__PROBLEM REQUIREMENTS__:
Return the data exactly, with all pictures removed.

□ □ □ □ □ □ □

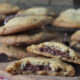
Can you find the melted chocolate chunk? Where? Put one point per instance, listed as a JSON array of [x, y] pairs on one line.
[[65, 41], [35, 68], [3, 57], [12, 16], [54, 51]]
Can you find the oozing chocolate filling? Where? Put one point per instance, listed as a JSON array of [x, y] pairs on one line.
[[12, 16], [54, 51], [32, 69], [3, 57]]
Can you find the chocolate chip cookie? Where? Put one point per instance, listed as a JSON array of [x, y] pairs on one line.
[[13, 52], [19, 24], [37, 11], [30, 37], [7, 8], [69, 18], [41, 66], [2, 17], [55, 50]]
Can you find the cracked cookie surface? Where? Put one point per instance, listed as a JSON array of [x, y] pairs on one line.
[[69, 18], [6, 8], [41, 66], [55, 50]]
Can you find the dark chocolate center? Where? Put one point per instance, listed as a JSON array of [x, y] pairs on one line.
[[12, 16], [35, 68], [54, 51], [3, 57]]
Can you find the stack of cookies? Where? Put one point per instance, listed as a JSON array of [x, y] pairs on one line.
[[22, 30]]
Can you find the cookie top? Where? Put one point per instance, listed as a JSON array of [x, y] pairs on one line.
[[69, 18], [41, 66], [27, 38], [76, 36], [37, 11], [55, 50], [6, 8], [19, 24], [2, 17], [13, 52]]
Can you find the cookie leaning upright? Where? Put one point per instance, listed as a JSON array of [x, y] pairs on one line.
[[41, 66], [24, 23], [75, 43], [69, 18], [37, 11], [55, 50], [6, 8]]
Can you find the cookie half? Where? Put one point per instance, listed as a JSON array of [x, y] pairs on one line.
[[37, 11], [27, 38], [69, 18], [75, 45], [55, 50], [6, 8], [76, 36], [19, 24], [41, 66], [13, 52]]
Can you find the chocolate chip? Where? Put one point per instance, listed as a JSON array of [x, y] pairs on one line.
[[12, 16], [54, 51], [3, 57]]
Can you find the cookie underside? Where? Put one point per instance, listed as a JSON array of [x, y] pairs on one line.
[[41, 66]]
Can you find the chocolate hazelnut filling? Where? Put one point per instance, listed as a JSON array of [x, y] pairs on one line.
[[54, 51], [29, 68]]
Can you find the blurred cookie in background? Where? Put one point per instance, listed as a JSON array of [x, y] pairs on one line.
[[69, 18], [7, 9], [75, 43]]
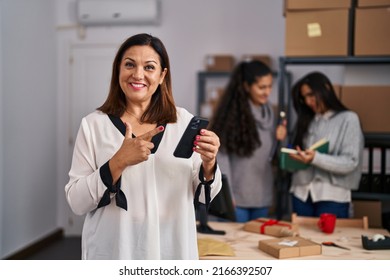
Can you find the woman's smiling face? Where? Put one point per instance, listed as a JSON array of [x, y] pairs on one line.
[[140, 73]]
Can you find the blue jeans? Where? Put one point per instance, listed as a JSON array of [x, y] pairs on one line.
[[315, 209], [246, 214]]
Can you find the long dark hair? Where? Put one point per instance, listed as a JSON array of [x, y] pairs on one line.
[[162, 108], [233, 120], [324, 93]]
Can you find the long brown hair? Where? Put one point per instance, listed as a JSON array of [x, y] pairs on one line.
[[162, 107]]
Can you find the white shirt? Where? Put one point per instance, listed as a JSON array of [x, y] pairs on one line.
[[160, 219]]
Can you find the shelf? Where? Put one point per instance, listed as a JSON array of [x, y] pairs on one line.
[[336, 60], [372, 140]]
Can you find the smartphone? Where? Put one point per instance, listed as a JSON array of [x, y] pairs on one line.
[[186, 143]]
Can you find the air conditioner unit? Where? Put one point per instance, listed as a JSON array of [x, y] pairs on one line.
[[118, 12]]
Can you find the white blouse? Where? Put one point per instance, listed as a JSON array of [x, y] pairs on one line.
[[159, 222]]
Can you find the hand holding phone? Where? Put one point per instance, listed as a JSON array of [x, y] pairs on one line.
[[184, 148]]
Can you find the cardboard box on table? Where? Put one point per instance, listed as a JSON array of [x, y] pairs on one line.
[[317, 28], [290, 247], [271, 227]]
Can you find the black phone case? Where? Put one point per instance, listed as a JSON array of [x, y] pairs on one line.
[[186, 143]]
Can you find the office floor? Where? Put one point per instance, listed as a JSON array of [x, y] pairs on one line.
[[67, 248]]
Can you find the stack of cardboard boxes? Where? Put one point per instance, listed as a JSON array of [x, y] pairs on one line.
[[346, 28]]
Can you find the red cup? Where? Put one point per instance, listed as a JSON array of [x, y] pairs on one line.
[[327, 222]]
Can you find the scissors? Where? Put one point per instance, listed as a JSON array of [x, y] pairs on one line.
[[329, 243]]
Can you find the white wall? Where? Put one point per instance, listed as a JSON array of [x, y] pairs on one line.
[[1, 132], [29, 116]]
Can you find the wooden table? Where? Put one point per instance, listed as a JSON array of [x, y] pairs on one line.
[[245, 244]]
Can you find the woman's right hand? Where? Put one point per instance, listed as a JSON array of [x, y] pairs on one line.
[[132, 150]]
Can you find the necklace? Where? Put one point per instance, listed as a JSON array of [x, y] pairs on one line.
[[137, 119]]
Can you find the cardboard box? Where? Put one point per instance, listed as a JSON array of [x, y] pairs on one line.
[[370, 208], [266, 59], [219, 62], [372, 36], [316, 4], [271, 227], [280, 247], [373, 3], [371, 103], [317, 33]]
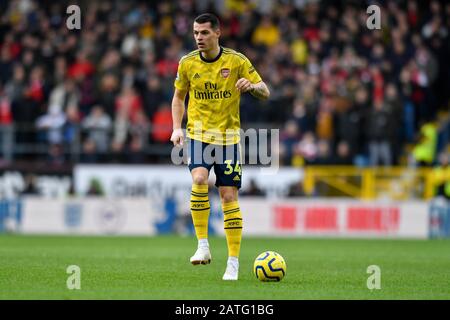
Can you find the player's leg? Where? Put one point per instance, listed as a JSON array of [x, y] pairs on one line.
[[229, 181], [233, 229], [199, 204]]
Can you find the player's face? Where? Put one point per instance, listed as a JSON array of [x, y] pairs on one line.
[[205, 37]]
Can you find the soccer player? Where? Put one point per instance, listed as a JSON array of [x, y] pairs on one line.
[[215, 77]]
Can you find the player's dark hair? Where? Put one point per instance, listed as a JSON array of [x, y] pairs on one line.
[[208, 17]]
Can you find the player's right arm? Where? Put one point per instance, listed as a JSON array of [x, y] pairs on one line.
[[178, 108], [181, 85]]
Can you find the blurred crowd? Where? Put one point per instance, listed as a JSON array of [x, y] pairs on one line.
[[341, 93]]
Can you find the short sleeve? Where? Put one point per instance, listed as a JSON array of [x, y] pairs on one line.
[[248, 71], [181, 81]]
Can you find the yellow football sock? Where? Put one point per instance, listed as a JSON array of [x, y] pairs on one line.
[[200, 209], [233, 227]]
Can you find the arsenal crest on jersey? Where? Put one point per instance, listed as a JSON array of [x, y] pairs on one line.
[[225, 72]]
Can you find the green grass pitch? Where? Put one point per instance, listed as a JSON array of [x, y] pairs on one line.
[[34, 267]]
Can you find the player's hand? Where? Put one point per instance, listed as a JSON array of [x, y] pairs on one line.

□ □ □ □ □ □ □

__EXPECTED OUTPUT__:
Can you find the melted chocolate chunk? Where? Put one point per instance, listed as a JSON array of [x, y] pairs on one line.
[[65, 41], [35, 68], [3, 57], [12, 16], [54, 51]]
Can you find the oozing chocolate filling? Where? Put one point per instance, listed as a JSON array of [x, y] pairs on one line.
[[12, 16], [54, 51], [32, 69], [3, 57]]
Can you find the chocolate chip cookie? Where? Put one point per instance, listed as a JSON array of [x, y] pairs on one line.
[[13, 52], [19, 24], [37, 11], [30, 37], [7, 8], [69, 18], [41, 66], [2, 17], [55, 50]]
Can you find the cracked cookie surface? Where? Put one point per instance, listed as a JSON array of [x, y] pairs on one line.
[[69, 18], [6, 8], [41, 66], [55, 50]]
Can you find the dark chocolate center? Where? Put one point per instance, listed as a JSON array of [x, y] pairs on one line.
[[12, 16], [35, 68], [54, 51], [3, 57]]
Can you find the stack of cookies? Where? Put one point per instance, listed as a JSON array of [x, y] pairs on one line.
[[22, 30]]
Can you find the cookie top? Where? Put one point per instance, listed as a JSON array of [x, y] pairs on one line.
[[69, 18], [41, 66], [27, 38], [76, 36], [37, 11], [55, 50], [6, 8], [19, 24], [2, 17], [13, 52]]
Can you find the cookie leaning upright? Where? Put one point per instance, listed as a JSON array of [x, y] pairs on one line.
[[41, 66], [24, 23], [75, 43], [69, 18], [37, 11], [55, 50], [6, 8]]
Can you find the cookie half? Where? Put one point per instance, listed as a JSON array of [x, y] pairs on one line.
[[37, 11], [27, 38], [69, 18], [75, 45], [55, 50], [6, 8], [76, 36], [19, 24], [41, 66], [13, 52]]
Can you find the chocolate chip? Where? Put one point per instance, listed as a JSON array of [x, y] pairs on one line.
[[12, 16], [54, 51], [3, 57]]
Can you find the cookie underside? Where? Put one point per instance, listed as a JSON array of [x, y] pairs on one line.
[[41, 66]]
Can you find the chocolate hazelnut filling? Where? Put one point per instance, listed as a JSON array of [x, y] pairs on one line.
[[54, 51], [29, 68]]
Can you find the blurred cookie in background? Where? Put one point per instance, listed as a JSON array of [x, y] pairs on one line.
[[69, 18], [7, 9], [75, 43]]
Can you find the woman's smiling face? Where? Put one point per instance, listed as a JSON array of [x, y] pairs on one line.
[[140, 73]]
Can you find the blue jeans? Where? Put one point per instance, listed as a JSON array of [x, y] pairs on one line.
[[315, 209], [246, 214]]
Can you find the long dark hair? Where? Put one point per instance, listed as a JSON array of [x, y] pairs on one line.
[[162, 108], [233, 120], [324, 93]]
Can you find the long brown hair? Where? Put one point per instance, listed as a JSON array of [x, y] pairs on one line.
[[162, 107]]
Can you find the white shirt? Where? Put one point per instance, listed as a JSON array of [x, y] pairs on one line.
[[160, 219]]
Can you find the shelf? Where? Put one point per instance, listed as a JSON array of [x, y] pairs on one line.
[[336, 60], [372, 140]]
Can you find the smartphone? Where? Put one point per instance, listed as a JSON array of [x, y] pairs on one line.
[[186, 143]]
Can you find the air conditioner unit? Where? Put one point per instance, listed as a JSON array of [x, y] pairs on one line.
[[118, 12]]
Can you find the white blouse? Where? Put one point per instance, listed as a JSON array of [x, y] pairs on one line.
[[159, 222]]
Can you find the hand holding phone? Where? Put one point per instance, listed as a JSON array of [x, y] pairs on one line.
[[184, 148]]
Can you find the cardboard box on table? Where? Put one point per instance, listed as a JSON array of [x, y] pairs on one line.
[[317, 28], [290, 247], [271, 227]]
Can you find the black phone case? Where? Put one point per instance, listed as a JSON array of [x, y] pairs on one line.
[[186, 143]]
Can you find the office floor? Where? Put one point per instance, listed as a JSON array of [x, y] pairs on one line.
[[67, 248]]
Can you find the stack of cardboard boxes? Where? Put one point per instance, listed as a JSON array of [x, y] pairs on one line.
[[346, 28]]
Can you find the red cup? Where? Put one point per instance, listed as a JSON array of [x, y] pairs on one line.
[[327, 222]]
Can you find the scissors? Where? Put one point per instance, listed as a JSON array of [x, y] pairs on one line.
[[329, 243]]
Can you find the white wall? Where? Put one point per instance, listed as a JSON array of [x, y] pairs on one line.
[[1, 132], [29, 116]]
Can you find the wooden table? Where? Put one point per instance, listed as a JSON array of [x, y] pairs on one line.
[[245, 244]]
Can you find the woman's right hand? Where? Put one point per instance, listed as a JSON array of [x, y] pairs on one line.
[[132, 150]]
Can you find the necklace? Where? Put one point per instance, listed as a JSON array of [x, y] pairs on one line.
[[137, 119]]
Can you find the cardboard box? Where? Put one point per instance, listed as a JSON array of [x, y] pairs on one line.
[[370, 208], [266, 59], [219, 62], [372, 36], [316, 4], [271, 227], [280, 247], [373, 3], [371, 103], [317, 33]]
Can you find the player's leg? Where? Put one point per instance, listed as a JSON array of [x, y] pairs on one line.
[[229, 181], [233, 229], [199, 204]]
Can you find the player's face? Where? Put one point per instance, listed as a JSON array of [x, y] pairs on one line.
[[205, 37]]
Can you find the soccer player? Where? Put one point per instance, listed as a JSON array of [x, y] pairs on one line.
[[215, 77]]
Can you find the player's dark hair? Where? Put one point per instance, listed as a JSON array of [x, y] pairs on one line.
[[208, 17]]
Can you find the player's right arm? Where? Put one point per instance, listed as a JSON array of [x, y] pairs on one line.
[[178, 108], [181, 85]]
Can you find the blurred crowd? Where? Put one point per instance, listed as a JSON array of [x, y] pairs on one line.
[[341, 93]]
Can you find the short sleeve? Where? Put one point per instance, listed as a JSON array of [x, y] pairs on one line.
[[248, 71], [181, 81]]
Can you find the yellow football sock? Where? Put one point per instance, listed as a JSON array of [x, y] pairs on one line.
[[200, 209], [233, 227]]
Can you find the arsenal crest on jersey? Where? Put one point per instance, listed as a JSON array of [x, y] pairs on one line.
[[225, 72]]
Can you find the green grass pitch? Where? Put one point per instance, listed as a JSON array of [x, y] pairs on one line.
[[34, 267]]
Can you find the player's hand? Where? Put one point per instance, listed as a JSON array of [x, y] pairs on one line.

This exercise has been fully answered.